Go for C programmers


 
Go designers have picked up a lot of good things from other powerful and popular programming languages from the past and the present. Go offers essential tools and mechanisms required for concurrent programming and comes out very strong on that aspects. After many years I really felt a real joy learning a new programming language.

For a C/C++ Programmer learning Go will be a delightful and exciting experience. There are many similarities with C/C++, but beware some things are completely different than the conventions of C/C++!! For example, the lines end without ';' so it's the same feeling when one drives automatic transmission car after driving manual gear-shift cars for many years! Programmers will miss the "break" while writing "switch" code too!

Go is very strict about where "{" is placed. C would happily interpret either of following:

while (1) {
...
}

while (1)
{
...
}

But Go seems to be a bit touchy about it and will accept only first format.

Also, Go ensure that the programmer is serious about what is being written by observing strict economy of the code and will prevent many sorts of sloppy programming. For example, following makes perfect sense to C:

int main() {}

However GO hates it. You can't have a program that doesn't serve any purpose. Same thing goes about unused variables. Go will immediately complain if a variable is defined but not used.

Goroutines


Go offers goroutines as a very powerful way of running concurrent code. For example, let's assume there are two functionally independent code functions f1() and f2() which can run parallelly. One has to just invoke them as:

go f1()
go f2()

A beautiful thing is, if ever required, one can make them behave like traditional routines just by taking away the "go" part. That way they will execute sequentially as before. So turning existing code to concurrent code becomes very easy in Go.

Channels


With concurrent routines comes a necessity to synchronize them. Traditional ways of synchronization like mutexes are provided by Go, but it also provides something very easy to understand and elegant to use - channels.

If you've chanced upon writing programs for Transputers and using OCCAM language, you will immediately see a very familiar concept of a "channel".

#### [INFORMATION SUPPLIED]
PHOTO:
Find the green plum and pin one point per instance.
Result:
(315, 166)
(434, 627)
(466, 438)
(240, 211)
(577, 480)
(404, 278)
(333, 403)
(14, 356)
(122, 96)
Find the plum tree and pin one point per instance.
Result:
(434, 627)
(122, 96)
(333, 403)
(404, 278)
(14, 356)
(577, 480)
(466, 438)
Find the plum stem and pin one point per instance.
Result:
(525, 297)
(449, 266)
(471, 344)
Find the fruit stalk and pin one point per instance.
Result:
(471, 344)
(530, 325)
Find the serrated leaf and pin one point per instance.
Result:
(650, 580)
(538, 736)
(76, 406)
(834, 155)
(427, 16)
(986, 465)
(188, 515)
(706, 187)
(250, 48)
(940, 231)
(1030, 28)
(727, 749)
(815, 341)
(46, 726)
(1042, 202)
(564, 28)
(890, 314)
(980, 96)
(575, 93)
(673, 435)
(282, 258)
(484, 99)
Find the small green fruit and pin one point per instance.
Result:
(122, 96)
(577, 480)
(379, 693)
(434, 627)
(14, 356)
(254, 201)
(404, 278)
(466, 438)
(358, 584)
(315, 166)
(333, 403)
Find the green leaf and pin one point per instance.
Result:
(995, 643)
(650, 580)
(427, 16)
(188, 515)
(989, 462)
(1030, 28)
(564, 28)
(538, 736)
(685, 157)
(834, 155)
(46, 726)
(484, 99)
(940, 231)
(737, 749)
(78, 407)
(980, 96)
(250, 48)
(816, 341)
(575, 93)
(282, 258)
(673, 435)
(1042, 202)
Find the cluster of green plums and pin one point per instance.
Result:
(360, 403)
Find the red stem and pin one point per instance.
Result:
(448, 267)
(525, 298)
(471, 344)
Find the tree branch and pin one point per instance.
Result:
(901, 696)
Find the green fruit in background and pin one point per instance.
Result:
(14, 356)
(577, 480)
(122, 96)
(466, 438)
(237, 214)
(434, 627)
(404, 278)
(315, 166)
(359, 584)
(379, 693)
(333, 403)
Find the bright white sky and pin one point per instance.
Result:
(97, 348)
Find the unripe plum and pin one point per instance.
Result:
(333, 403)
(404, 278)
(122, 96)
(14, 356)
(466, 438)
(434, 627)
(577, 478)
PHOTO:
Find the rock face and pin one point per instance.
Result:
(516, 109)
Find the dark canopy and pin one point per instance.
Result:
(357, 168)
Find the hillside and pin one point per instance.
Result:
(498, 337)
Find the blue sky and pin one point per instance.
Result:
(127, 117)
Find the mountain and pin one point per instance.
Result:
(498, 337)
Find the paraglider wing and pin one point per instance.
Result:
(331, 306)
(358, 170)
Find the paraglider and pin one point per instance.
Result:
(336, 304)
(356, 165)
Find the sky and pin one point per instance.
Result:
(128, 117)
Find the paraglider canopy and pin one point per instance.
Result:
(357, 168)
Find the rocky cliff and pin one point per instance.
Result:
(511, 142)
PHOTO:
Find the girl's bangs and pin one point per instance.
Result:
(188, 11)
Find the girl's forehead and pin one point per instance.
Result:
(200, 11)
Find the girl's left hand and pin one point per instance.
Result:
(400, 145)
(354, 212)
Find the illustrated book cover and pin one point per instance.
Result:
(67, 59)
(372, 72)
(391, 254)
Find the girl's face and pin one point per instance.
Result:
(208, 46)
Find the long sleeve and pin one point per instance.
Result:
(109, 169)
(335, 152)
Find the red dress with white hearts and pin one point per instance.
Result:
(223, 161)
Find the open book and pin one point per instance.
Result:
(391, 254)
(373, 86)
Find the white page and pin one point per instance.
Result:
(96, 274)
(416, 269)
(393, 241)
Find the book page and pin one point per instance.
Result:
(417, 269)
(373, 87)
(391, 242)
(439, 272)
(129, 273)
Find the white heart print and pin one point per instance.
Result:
--
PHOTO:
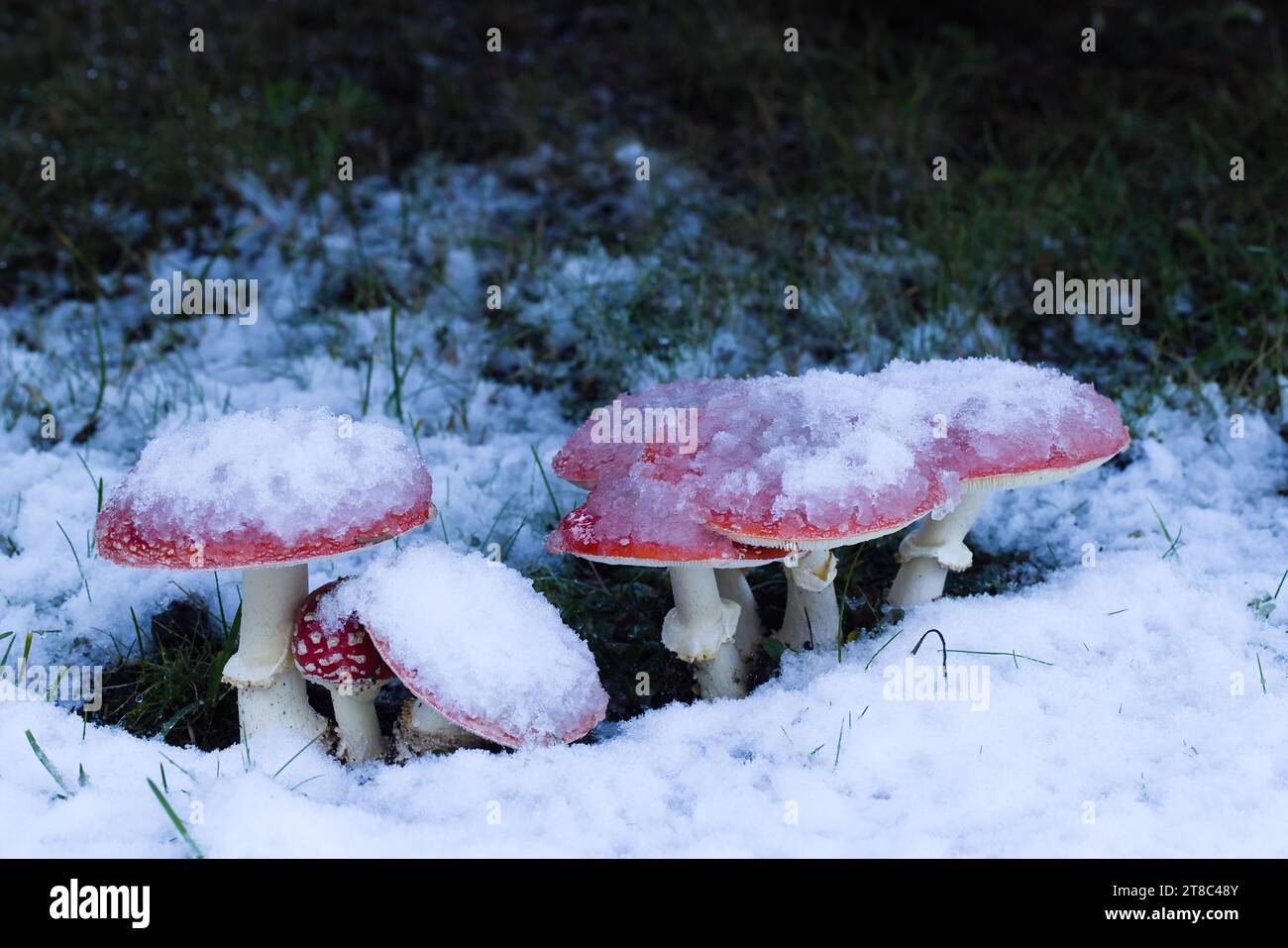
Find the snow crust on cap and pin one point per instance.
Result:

#### [REQUESTS]
**1.** In the text on Go for C programmers, what does Go do when a variable is defined but not used?
**2.** Decide whether each statement agrees with the text on Go for C programmers, answering yes or no and quoting the deciding words: (a) Go provides mutexes for synchronization. (b) Removing the "go" part from a goroutine call makes the code run concurrently. (c) In Go, lines end with ';'.
The entries are separate material, unrelated to the text on Go for C programmers.

#### [TASK ANSWERS]
**1.** Go immediately complains.

**2.**
(a) Yes: "Traditional ways of synchronization like mutexes are provided by Go"
(b) No: "That way they will execute sequentially as before."
(c) No: "the lines end without ';'"